BEGIN INFORMATION SUPPLIED

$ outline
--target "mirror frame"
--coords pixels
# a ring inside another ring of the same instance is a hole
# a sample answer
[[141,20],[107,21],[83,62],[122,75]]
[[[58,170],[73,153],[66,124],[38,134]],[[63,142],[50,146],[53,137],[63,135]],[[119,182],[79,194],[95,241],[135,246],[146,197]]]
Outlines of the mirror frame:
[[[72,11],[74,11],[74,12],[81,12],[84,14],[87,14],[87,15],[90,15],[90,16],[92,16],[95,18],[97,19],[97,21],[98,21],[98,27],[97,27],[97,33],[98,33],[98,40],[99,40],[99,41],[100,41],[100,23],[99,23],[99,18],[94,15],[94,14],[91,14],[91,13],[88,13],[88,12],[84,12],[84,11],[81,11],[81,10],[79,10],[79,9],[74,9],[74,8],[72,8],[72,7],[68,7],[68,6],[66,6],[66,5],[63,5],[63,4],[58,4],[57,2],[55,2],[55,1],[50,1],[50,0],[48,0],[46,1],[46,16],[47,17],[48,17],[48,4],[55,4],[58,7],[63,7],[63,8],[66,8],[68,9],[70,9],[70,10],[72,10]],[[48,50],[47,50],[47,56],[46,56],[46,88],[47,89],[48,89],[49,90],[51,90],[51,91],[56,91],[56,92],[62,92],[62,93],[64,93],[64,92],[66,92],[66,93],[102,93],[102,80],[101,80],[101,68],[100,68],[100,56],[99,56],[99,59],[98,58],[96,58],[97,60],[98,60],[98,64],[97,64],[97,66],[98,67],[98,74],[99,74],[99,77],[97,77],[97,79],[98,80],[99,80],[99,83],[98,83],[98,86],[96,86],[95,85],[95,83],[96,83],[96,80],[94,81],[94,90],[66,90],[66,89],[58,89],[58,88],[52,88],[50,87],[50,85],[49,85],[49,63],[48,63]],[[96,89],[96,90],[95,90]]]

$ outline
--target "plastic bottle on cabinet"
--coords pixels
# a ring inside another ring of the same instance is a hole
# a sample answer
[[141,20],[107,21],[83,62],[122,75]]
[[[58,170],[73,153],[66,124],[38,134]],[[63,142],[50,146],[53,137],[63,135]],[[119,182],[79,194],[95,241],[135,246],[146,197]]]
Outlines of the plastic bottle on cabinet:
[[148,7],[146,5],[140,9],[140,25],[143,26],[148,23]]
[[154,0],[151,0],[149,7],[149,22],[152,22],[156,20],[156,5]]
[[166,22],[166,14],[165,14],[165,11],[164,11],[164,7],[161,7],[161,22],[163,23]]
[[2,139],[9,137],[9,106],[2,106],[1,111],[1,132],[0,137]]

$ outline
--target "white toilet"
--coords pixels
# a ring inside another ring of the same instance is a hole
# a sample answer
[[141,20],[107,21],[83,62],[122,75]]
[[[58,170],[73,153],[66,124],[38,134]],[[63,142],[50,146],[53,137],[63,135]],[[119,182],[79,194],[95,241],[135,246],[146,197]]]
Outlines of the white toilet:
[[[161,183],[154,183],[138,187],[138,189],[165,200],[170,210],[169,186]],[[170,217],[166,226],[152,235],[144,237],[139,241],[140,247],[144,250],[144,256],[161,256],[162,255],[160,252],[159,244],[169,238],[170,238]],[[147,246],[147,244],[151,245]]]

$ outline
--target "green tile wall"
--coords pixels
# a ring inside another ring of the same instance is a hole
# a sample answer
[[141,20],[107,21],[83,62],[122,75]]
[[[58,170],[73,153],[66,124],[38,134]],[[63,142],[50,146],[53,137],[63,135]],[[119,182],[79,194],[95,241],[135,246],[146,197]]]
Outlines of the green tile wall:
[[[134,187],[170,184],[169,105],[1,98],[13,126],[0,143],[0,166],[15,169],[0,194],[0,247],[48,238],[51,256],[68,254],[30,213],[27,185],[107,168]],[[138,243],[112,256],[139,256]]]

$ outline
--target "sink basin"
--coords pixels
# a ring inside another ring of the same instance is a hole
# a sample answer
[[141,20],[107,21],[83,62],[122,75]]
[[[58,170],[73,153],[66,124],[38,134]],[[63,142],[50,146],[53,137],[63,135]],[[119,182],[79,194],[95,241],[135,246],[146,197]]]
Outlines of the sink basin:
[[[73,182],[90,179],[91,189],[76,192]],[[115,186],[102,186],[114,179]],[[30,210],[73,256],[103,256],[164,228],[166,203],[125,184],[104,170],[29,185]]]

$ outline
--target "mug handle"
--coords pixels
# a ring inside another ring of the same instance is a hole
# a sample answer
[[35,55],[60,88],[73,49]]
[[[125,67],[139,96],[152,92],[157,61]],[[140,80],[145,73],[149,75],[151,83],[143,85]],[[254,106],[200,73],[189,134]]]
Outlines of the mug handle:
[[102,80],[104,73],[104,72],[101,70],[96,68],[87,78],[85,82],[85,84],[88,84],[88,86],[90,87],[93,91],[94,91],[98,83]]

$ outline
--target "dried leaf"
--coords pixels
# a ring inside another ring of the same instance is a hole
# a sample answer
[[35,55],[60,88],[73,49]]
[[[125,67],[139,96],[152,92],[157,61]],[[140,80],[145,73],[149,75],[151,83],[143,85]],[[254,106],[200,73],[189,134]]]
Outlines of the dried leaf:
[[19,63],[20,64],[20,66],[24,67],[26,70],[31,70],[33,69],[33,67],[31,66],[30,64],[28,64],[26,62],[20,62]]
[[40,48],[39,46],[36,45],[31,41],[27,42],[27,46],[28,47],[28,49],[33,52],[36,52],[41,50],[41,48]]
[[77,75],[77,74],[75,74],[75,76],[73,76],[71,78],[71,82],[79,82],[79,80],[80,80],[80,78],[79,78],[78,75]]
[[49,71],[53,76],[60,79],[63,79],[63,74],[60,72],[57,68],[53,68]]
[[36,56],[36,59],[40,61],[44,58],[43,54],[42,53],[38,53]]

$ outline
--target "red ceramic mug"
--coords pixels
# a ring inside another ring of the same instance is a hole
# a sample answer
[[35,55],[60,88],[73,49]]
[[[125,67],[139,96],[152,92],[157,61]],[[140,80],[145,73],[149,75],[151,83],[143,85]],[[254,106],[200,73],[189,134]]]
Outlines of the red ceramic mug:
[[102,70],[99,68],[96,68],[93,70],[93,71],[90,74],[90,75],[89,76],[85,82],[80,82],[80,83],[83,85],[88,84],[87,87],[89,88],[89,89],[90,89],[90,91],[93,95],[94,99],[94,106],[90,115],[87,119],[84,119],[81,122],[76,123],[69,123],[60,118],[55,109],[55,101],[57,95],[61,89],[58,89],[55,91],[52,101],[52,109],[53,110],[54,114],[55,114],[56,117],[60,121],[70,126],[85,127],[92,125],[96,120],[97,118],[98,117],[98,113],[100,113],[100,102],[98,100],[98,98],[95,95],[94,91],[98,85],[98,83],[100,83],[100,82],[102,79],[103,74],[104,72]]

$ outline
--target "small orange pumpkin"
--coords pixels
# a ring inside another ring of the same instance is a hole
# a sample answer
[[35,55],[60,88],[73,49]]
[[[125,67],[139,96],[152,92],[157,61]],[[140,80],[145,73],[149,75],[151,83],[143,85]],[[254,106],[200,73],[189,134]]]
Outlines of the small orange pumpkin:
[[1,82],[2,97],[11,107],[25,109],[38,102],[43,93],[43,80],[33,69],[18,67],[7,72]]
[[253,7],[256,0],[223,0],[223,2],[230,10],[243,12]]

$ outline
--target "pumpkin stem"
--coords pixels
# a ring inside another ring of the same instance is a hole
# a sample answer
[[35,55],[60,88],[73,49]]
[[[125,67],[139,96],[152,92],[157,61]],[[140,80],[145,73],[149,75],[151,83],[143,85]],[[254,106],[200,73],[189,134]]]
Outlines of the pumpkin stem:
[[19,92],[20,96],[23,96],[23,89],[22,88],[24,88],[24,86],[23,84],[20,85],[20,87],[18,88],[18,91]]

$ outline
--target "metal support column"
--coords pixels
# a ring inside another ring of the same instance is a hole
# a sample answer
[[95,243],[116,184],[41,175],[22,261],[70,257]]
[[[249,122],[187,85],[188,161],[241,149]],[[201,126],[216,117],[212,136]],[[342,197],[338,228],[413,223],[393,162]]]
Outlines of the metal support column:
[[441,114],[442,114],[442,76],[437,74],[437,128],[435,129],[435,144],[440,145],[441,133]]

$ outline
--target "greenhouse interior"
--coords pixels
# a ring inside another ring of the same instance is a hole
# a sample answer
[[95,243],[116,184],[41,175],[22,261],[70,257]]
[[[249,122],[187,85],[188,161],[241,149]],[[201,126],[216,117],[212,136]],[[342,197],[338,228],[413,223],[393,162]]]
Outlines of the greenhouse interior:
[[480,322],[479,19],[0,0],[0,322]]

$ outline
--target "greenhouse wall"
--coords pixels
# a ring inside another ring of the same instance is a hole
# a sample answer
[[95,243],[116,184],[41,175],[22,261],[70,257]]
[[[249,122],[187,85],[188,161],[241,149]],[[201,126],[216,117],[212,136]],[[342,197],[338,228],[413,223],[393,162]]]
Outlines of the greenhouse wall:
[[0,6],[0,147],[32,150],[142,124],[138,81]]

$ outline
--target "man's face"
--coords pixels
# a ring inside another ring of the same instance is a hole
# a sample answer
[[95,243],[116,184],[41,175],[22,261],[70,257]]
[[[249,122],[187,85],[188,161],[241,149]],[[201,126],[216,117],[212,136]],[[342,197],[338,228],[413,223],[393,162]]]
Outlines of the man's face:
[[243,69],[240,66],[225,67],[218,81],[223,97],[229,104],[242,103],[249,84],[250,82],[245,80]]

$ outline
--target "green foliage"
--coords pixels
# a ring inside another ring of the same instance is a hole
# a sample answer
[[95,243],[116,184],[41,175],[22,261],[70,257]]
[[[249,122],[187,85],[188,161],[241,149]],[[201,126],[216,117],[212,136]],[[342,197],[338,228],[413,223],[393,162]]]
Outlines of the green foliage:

END INFORMATION SUPPLIED

### AIM OF THE EXERCISE
Report how many lines in the entries above contain the string "stem", with case counting, and give only that number.

### RESULT OF THE TASK
2